Source passage →
With a less spooky outlook than last year for neighborhoods across the country, we tracked these fun-sized tidbits about All Hallows Eve. As always, we have a keen ear toward cool data visualization, responsible policymaking, and … general wackiness.

  • This thinkpiece on candy corn, courtesy of the Hustle, brought to our attention the recent “Thanksgiving Dinner + Apple Pie & Coffee” variety bag. Registered dietitian Heather Martin’s Facebook review called the stuffing flavor “an unrepentant violation of the Geneva Convention” and the green bean “unforgivable.”
  • KFC started a legitimate change.org petition to encourage households to swap out candy corn in favor of KFC corn.
  • Heinz promoted “Tomato Blood” in its Halloween store. Let’s hope the same litigious Pop Tart haters don’t go after Heinz on this one.
  • To help celebrate the Día de los Muertos (Day of the Dead; November 1), a Washington Post article described the pan de muerto (bread of the dead) at a Mexican bakery in Tucson. The recipe originally called for anise, according to baker Erica Franco “to ward off the evil spirits.”
  • For data geeks, Chicago-based Numerator shared a graphic “Candy Tracker” that tallies weekly candy sales, promotional spending and other bite-sized nuggets of data.
  • Danone North America tweeted about its Two Good Yogurt brand’s limited food-waste-preventing pumpkin flavor made with verified rescued pumpkins.
  • CropLife America shared a Farm Bureau article titled “Halloween Starts on the Farm.”
  • Popular Mechanics suggested an equation to help households calculate candy purchases for trick-or-treaters: time × kids × generosity. But we were told there would be no math.

What is expected →
Copy down the passage of the Halloween tidbits text between "With a less" and "on this one.", inclusive. The entries that come after the text are unrelated material.

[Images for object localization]
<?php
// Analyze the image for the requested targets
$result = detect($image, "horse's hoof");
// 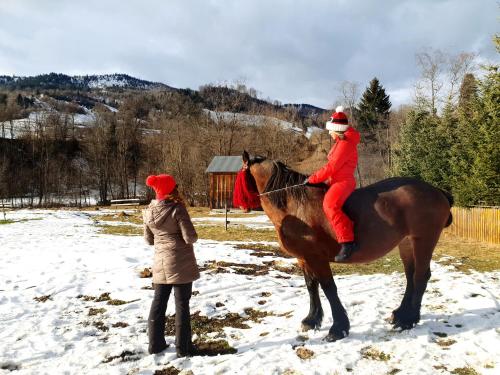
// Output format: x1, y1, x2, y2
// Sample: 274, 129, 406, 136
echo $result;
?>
301, 319, 321, 332
323, 327, 349, 342
323, 331, 349, 342
393, 321, 417, 331
391, 310, 420, 331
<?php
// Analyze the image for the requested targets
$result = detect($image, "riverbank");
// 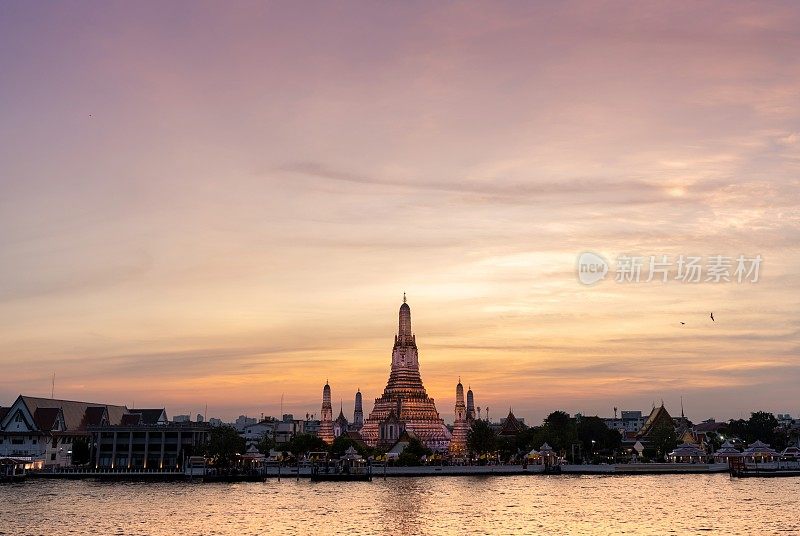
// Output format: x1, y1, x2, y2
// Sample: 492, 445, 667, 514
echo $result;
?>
28, 463, 729, 482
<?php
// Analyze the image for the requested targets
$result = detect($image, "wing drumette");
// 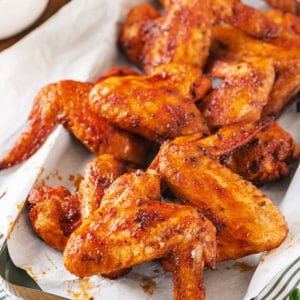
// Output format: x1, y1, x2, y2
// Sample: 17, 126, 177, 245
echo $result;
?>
90, 64, 211, 143
154, 130, 288, 261
120, 0, 213, 73
222, 122, 300, 185
0, 80, 147, 169
200, 57, 275, 128
64, 170, 216, 299
213, 18, 300, 117
28, 154, 131, 251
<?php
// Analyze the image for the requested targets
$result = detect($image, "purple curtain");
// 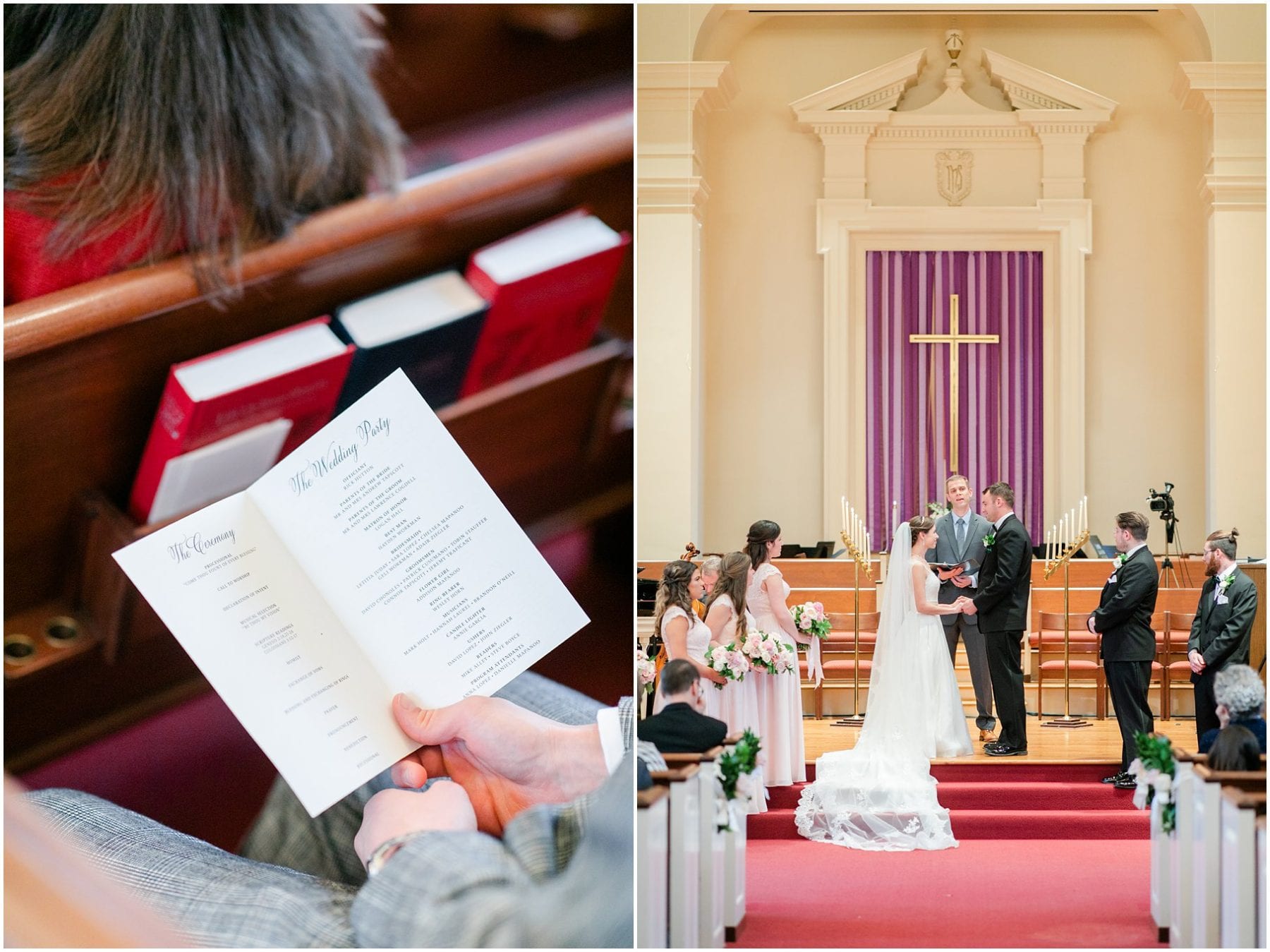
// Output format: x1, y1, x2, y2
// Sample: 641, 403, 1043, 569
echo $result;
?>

Written response →
With a less spooky outlook than last year for neighborhoods across the country, we tracked these fun-sized tidbits about All Hallows Eve. As always, we have a keen ear toward cool data visualization, responsible policymaking, and … general wackiness.

  • This thinkpiece on candy corn, courtesy of the Hustle, brought to our attention the recent “Thanksgiving Dinner + Apple Pie & Coffee” variety bag. Registered dietitian Heather Martin’s Facebook review called the stuffing flavor “an unrepentant violation of the Geneva Convention” and the green bean “unforgivable.”
  • KFC started a legitimate change.org petition to encourage households to swap out candy corn in favor of KFC corn.
  • Heinz promoted “Tomato Blood” in its Halloween store. Let’s hope the same litigious Pop Tart haters don’t go after Heinz on this one.